__Task objective__: Each of the entries below is to be written out exactly, and the images skipped.

__Data to process__:

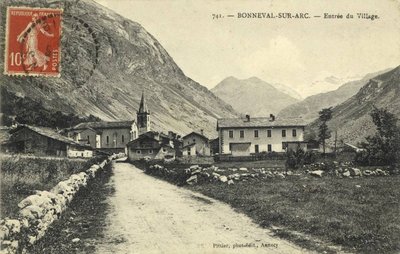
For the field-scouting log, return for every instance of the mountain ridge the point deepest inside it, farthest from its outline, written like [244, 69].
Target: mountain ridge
[265, 98]
[309, 107]
[105, 75]
[351, 119]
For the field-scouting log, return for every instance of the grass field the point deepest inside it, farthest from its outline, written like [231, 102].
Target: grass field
[361, 214]
[21, 176]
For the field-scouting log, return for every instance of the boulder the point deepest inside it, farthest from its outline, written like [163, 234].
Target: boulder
[192, 180]
[223, 179]
[215, 174]
[197, 171]
[4, 232]
[75, 240]
[281, 175]
[31, 212]
[317, 173]
[205, 174]
[14, 226]
[346, 174]
[355, 172]
[380, 172]
[367, 172]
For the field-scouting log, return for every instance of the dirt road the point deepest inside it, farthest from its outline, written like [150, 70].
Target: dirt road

__Answer area__:
For the field-scouting log, return for every instance of the mountain ridge the point deepest inside it, farthest from its outline, written like [244, 69].
Target: mountain ridge
[265, 98]
[309, 107]
[105, 75]
[351, 119]
For the field-scouting log, return for every instance of the grass field the point deepest inside it, farthest from its outline, written like [231, 102].
Target: grass field
[361, 214]
[21, 176]
For the field-scouting log, return for every instance of the boulder the point deepest inside it, farthest from its outline, written like [163, 234].
Target: boulder
[192, 180]
[223, 179]
[215, 174]
[197, 171]
[4, 232]
[75, 240]
[281, 175]
[31, 212]
[317, 173]
[205, 174]
[14, 226]
[346, 174]
[355, 172]
[380, 172]
[367, 172]
For the field-scouting log, return for every instance of the dirt road the point deepest inside it, farthest from its outline, written like [150, 70].
Target: dirt road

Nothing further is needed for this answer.